╭─ PASSAGE PROVIDED

Support more backoff functions

Introduce more backoff functions to Zaqar.

Change-Id: I5bf310f31d632cbd06447e0675084f1ac86fe30a
This commit is contained in:
gecong1973 2017-09-07 23:17:46 -07:00 committed by gecong
parent 91514b5e1c
commit a2ad677cbb
2 changed files with 195 additions and 0 deletions

@ -7,3 +7,4 @@
:maxdepth: 2
support-redis-as-mgmt-storage-backend
support-more-backoff-functions

@ -0,0 +1,194 @@
..
This template should be in ReSTructured text. The filename in the git
repository should match the launchpad URL, for example a URL of
https://blueprints.launchpad.net/zaqar/+spec/awesome-thing should be named
awesome-thing.rst.
Please do not delete any of the sections in this
template. If you have nothing to say for a whole section, just write: None
For help with syntax, see http://sphinx-doc.org/rest.html
To test out your formatting, see http://www.tele3.cz/jbar/rest/rest.html
===============================
Support More Backoff Functions
===============================
https://blueprints.launchpad.net/zaqar/+spec/support-more-backoff-functions
Sometimes, because of network/internet connection issue or the load of the
target services/applications, the notification sent from Zaqar to the
subscriber may fail. That means there is no retries if endpoint has some
problem that can't receive the notification. For users or applications,
it's missing important message without notification. To solve this problem,
Zaqar has supported notification delivery policy in pike release [1].

╰─
╭─ TASK INPUTS

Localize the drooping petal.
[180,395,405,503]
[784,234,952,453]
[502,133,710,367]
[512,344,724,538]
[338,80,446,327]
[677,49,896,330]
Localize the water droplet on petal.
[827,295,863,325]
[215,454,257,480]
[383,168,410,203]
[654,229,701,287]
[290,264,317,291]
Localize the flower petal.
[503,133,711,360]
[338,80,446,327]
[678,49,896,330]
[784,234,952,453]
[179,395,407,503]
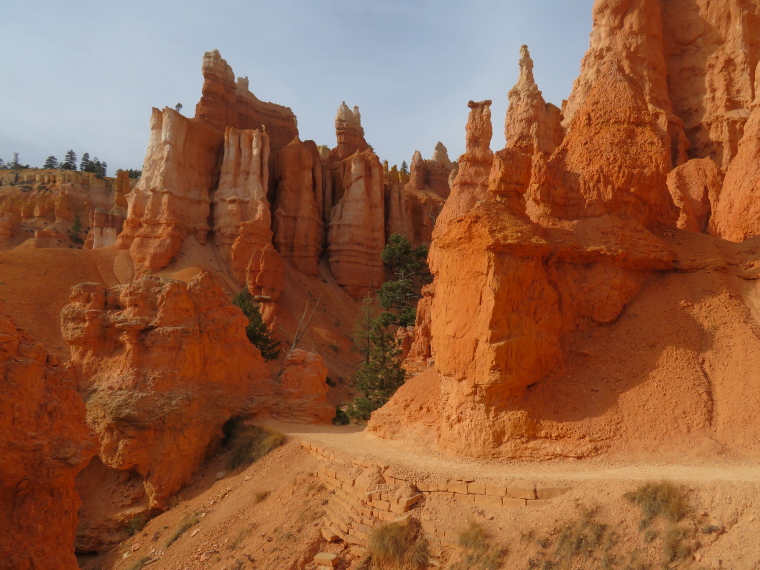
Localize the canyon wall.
[61,273,271,551]
[0,169,118,249]
[369,0,760,457]
[0,312,97,570]
[113,51,440,306]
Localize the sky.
[0,0,593,175]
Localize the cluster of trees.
[0,150,132,178]
[346,234,427,422]
[0,152,30,170]
[116,168,142,178]
[42,150,108,176]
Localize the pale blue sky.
[0,0,593,175]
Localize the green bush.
[232,289,280,360]
[368,519,430,570]
[625,481,687,529]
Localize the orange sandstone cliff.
[0,313,96,570]
[369,0,760,458]
[61,273,270,551]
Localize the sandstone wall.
[61,273,269,544]
[0,313,97,570]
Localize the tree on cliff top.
[61,150,77,170]
[42,155,58,168]
[232,289,280,360]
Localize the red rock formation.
[404,283,435,373]
[0,313,97,570]
[259,349,335,424]
[329,101,369,160]
[710,65,760,241]
[409,150,426,190]
[274,138,323,275]
[533,58,677,226]
[662,0,760,172]
[437,101,493,227]
[0,169,116,249]
[214,127,272,285]
[427,141,454,200]
[385,180,414,242]
[243,241,285,306]
[563,0,688,170]
[327,145,385,298]
[195,50,298,153]
[84,208,126,249]
[504,46,565,156]
[61,273,269,512]
[116,108,224,276]
[668,158,723,233]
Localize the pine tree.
[232,289,280,360]
[42,155,58,168]
[346,313,405,422]
[80,152,92,172]
[377,234,427,327]
[61,150,77,170]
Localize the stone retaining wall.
[301,441,570,555]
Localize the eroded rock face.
[327,146,385,298]
[662,0,760,172]
[437,101,493,228]
[0,169,116,249]
[504,46,565,156]
[533,56,677,226]
[427,141,454,200]
[0,313,97,570]
[329,101,369,160]
[710,66,760,241]
[195,50,298,152]
[274,138,323,275]
[668,158,723,233]
[214,127,272,285]
[252,349,335,424]
[116,108,224,276]
[61,273,269,510]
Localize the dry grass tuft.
[662,526,699,566]
[164,515,200,548]
[452,522,507,570]
[253,491,269,505]
[364,519,429,570]
[625,481,688,529]
[128,556,152,570]
[222,418,285,470]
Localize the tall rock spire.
[504,45,565,155]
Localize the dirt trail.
[267,422,760,483]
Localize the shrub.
[232,289,280,360]
[129,556,152,570]
[222,418,285,469]
[662,526,697,565]
[624,481,687,529]
[165,515,200,548]
[453,522,507,570]
[127,513,148,536]
[332,406,351,426]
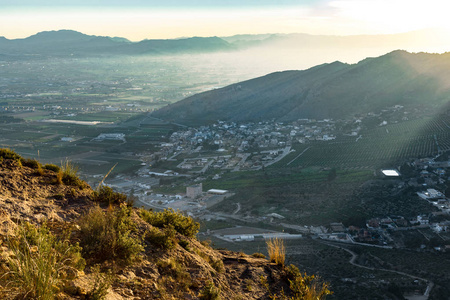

╰─

PROBLEMS TO WORK ON
1. Extract the passage of the commit page between "This template should" and "awesome-thing.rst.", inclusive.
2. Reproduce the records verbatim, between their start and the line holding "[301,441,570,555]", inclusive. Omit the pictures from your copy.

RESPONSES
1.
This template should be in ReSTructured text. The filename in the git
repository should match the launchpad URL, for example a URL of
https://blueprints.launchpad.net/zaqar/+spec/awesome-thing should be named
awesome-thing.rst.

2.
Localize the drooping petal.
[180,395,405,503]
[784,234,952,453]
[502,133,710,367]
[512,344,724,538]
[338,80,446,327]
[677,49,896,330]
Localize the water droplet on petal.
[827,295,863,325]
[215,454,257,480]
[383,168,410,203]
[654,229,701,287]
[290,264,317,291]
Localize the flower petal.
[503,133,711,360]
[338,80,446,327]
[678,49,896,330]
[784,234,952,453]
[179,395,407,503]
Localize the canyon wall.
[61,273,271,551]
[0,169,118,249]
[369,0,760,457]
[0,312,97,570]
[113,51,440,306]
Localize the sky.
[0,0,593,175]
Localize the cluster of trees.
[0,150,132,178]
[346,234,427,422]
[0,152,30,170]
[116,168,142,178]
[42,150,108,176]
Localize the pale blue sky.
[0,0,593,175]
Localize the green bush.
[232,289,280,360]
[368,519,430,570]
[625,481,687,529]
Localize the orange sandstone cliff.
[0,313,96,570]
[369,0,760,458]
[61,273,270,551]
Localize the sandstone wall.
[61,273,269,544]
[0,313,97,570]
Localize the tree on cliff top.
[61,150,77,170]
[42,155,58,168]
[232,289,280,360]
Localize the red rock formation.
[404,283,435,373]
[0,313,97,570]
[259,349,335,424]
[329,101,369,160]
[710,65,760,241]
[409,150,426,190]
[274,138,323,275]
[533,58,677,226]
[662,0,760,172]
[437,101,493,227]
[0,169,116,249]
[214,127,272,285]
[427,141,454,200]
[385,180,414,242]
[243,241,285,306]
[563,0,688,170]
[327,145,385,298]
[195,50,298,153]
[84,208,126,249]
[504,46,565,156]
[61,273,269,512]
[116,108,224,276]
[668,158,723,233]
Localize the pine tree.
[232,289,280,360]
[42,155,58,168]
[346,313,405,422]
[80,152,92,172]
[377,234,427,327]
[61,150,77,170]
Localize the stone retaining wall.
[301,441,570,555]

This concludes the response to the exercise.